_Exercise data_

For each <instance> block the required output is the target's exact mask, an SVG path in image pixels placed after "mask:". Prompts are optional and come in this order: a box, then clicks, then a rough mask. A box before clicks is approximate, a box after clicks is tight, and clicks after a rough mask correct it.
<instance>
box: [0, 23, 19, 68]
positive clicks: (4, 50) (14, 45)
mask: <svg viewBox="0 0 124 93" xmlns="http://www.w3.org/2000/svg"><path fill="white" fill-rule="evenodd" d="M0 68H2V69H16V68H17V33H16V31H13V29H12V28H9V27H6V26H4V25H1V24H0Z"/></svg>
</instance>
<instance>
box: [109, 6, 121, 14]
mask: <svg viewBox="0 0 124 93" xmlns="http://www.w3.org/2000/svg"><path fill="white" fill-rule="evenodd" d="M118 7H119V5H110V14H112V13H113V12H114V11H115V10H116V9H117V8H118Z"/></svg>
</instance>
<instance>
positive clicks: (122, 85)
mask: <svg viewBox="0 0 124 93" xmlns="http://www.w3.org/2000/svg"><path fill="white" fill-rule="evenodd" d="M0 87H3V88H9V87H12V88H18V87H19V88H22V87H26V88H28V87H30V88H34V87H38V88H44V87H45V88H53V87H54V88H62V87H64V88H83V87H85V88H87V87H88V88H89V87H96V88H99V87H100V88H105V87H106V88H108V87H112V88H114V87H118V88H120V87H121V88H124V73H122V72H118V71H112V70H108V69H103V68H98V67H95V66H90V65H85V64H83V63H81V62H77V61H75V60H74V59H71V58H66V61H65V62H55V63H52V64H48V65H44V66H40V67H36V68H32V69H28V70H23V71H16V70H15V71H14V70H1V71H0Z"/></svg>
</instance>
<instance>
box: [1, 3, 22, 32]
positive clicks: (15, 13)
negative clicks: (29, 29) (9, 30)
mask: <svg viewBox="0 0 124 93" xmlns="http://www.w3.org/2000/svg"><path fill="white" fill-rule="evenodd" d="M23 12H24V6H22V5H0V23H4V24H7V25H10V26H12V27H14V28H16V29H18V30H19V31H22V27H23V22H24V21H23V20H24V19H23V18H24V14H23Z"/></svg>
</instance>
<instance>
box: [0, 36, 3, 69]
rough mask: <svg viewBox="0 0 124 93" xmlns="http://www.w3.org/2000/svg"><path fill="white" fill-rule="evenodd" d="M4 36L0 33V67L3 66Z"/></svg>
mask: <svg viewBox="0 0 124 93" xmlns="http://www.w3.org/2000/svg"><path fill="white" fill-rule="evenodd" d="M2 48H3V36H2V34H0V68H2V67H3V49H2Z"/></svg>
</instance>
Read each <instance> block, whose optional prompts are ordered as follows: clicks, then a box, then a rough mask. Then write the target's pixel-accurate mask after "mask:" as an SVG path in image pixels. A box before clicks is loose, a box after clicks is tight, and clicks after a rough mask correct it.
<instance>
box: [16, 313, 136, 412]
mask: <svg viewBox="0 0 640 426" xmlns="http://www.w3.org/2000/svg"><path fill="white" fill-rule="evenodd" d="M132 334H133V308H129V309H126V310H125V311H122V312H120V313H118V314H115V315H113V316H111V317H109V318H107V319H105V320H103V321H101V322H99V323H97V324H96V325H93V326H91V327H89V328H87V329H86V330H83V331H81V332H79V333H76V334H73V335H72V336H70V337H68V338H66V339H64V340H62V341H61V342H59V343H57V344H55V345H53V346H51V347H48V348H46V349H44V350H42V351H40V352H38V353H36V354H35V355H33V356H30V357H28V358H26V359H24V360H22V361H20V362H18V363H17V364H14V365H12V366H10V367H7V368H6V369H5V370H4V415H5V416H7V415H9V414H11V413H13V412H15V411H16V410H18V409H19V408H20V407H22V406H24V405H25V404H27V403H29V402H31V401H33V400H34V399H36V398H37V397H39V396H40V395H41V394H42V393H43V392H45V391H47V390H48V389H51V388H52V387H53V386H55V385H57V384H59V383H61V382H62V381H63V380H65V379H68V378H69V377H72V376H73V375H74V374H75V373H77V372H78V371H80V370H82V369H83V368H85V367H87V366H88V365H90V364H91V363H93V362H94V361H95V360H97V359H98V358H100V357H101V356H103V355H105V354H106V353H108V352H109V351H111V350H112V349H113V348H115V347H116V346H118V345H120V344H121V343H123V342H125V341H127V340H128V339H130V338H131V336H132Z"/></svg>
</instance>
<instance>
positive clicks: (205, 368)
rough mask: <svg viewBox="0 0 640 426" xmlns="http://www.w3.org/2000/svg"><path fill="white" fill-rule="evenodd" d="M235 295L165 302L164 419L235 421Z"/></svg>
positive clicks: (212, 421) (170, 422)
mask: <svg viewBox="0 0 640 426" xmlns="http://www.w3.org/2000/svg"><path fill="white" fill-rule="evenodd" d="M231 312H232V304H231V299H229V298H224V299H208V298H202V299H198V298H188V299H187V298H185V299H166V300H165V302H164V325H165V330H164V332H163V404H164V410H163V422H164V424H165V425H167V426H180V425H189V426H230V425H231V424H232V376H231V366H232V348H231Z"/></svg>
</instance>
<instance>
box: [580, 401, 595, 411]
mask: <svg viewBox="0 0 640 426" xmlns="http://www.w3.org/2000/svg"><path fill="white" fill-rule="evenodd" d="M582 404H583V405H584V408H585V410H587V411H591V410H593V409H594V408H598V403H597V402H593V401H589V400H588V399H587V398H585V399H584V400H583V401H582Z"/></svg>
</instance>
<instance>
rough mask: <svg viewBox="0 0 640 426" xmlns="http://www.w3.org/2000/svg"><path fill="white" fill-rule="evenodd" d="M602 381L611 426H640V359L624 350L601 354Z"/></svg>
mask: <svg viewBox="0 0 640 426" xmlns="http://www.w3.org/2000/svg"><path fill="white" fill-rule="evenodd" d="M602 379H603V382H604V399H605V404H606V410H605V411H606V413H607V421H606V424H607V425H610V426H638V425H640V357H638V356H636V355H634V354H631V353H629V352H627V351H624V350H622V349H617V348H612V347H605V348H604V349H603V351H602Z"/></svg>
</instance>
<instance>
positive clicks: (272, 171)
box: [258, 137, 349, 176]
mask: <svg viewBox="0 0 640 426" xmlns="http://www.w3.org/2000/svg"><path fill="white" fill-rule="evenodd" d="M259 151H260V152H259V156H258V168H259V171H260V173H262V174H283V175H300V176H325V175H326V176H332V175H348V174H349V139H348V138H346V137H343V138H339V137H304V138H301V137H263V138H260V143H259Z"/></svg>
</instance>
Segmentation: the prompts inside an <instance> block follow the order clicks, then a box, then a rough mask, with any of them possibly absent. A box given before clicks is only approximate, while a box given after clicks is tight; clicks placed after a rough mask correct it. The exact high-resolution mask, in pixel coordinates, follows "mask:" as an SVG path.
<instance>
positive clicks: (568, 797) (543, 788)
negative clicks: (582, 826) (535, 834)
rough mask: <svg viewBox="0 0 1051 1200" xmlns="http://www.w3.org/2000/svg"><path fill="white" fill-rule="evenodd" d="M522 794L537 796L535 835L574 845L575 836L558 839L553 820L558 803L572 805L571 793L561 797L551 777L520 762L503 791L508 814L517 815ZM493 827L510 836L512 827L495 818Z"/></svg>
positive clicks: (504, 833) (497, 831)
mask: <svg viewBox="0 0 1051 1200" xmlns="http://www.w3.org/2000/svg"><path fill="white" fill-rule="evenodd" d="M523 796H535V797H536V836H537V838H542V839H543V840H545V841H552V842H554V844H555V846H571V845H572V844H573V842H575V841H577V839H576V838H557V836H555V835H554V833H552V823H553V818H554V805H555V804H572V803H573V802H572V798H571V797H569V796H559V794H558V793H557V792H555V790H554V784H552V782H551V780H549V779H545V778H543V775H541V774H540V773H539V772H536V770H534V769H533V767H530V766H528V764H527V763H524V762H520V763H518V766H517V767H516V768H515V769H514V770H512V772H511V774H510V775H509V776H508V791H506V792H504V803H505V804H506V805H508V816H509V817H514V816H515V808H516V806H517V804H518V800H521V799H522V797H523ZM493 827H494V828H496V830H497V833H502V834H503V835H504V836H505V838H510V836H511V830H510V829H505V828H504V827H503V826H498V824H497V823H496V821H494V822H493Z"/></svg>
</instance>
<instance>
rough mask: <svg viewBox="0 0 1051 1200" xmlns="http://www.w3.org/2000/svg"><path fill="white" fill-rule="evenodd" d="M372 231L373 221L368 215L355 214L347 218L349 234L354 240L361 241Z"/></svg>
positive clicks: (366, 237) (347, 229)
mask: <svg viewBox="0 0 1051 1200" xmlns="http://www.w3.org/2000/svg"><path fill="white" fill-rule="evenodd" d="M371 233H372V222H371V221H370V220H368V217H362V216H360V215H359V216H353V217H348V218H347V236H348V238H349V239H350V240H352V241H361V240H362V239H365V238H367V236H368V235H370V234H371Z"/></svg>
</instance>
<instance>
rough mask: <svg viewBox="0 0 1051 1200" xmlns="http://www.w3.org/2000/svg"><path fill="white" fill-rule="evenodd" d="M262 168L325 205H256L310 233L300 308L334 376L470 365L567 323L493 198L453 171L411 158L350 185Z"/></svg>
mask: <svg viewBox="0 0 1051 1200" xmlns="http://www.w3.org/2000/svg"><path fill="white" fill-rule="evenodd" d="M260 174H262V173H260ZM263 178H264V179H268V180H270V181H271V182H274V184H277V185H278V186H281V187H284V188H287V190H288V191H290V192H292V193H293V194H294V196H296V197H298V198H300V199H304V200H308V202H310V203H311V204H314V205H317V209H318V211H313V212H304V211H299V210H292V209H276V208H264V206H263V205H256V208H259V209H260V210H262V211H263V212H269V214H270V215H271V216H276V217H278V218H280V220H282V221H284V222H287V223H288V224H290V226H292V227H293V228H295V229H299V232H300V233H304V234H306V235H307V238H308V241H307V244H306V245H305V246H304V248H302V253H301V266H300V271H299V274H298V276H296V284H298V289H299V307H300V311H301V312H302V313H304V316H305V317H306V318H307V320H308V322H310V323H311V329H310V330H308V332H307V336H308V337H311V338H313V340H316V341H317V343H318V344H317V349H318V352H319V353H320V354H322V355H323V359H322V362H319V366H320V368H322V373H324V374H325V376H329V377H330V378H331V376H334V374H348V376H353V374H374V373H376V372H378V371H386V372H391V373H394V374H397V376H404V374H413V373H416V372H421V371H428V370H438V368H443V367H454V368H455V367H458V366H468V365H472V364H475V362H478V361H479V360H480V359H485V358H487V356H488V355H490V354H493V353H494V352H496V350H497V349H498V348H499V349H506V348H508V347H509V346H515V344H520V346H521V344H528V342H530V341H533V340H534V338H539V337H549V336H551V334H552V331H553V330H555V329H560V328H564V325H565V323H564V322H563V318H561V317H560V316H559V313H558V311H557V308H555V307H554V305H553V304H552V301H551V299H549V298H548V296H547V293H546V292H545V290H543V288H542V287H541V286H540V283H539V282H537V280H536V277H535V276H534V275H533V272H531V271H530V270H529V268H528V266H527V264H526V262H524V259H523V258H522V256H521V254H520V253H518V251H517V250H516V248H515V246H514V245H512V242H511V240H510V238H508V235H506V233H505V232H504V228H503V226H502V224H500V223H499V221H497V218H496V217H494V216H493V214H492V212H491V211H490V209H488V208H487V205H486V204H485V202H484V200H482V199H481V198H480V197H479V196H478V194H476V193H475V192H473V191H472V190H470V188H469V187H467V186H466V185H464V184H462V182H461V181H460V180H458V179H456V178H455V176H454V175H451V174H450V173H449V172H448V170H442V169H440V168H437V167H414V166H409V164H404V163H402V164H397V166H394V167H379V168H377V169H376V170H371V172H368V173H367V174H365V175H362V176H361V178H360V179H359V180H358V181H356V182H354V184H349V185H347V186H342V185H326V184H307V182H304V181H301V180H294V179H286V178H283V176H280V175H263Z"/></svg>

_Try it_
Print only what lies in the material above starting at the line with "negative clicks: (582, 826) (535, 834)" and ending at the line with "794L537 796L535 835L574", every line exactly as given.

_Answer for this exercise_
negative clicks: (582, 826) (535, 834)
rough mask: <svg viewBox="0 0 1051 1200" xmlns="http://www.w3.org/2000/svg"><path fill="white" fill-rule="evenodd" d="M522 794L537 796L535 835L574 845L575 836L558 839L553 820L558 803L572 805L571 793L561 797L551 777L520 762L503 791L508 814L517 815ZM493 827L510 836L512 827L495 818Z"/></svg>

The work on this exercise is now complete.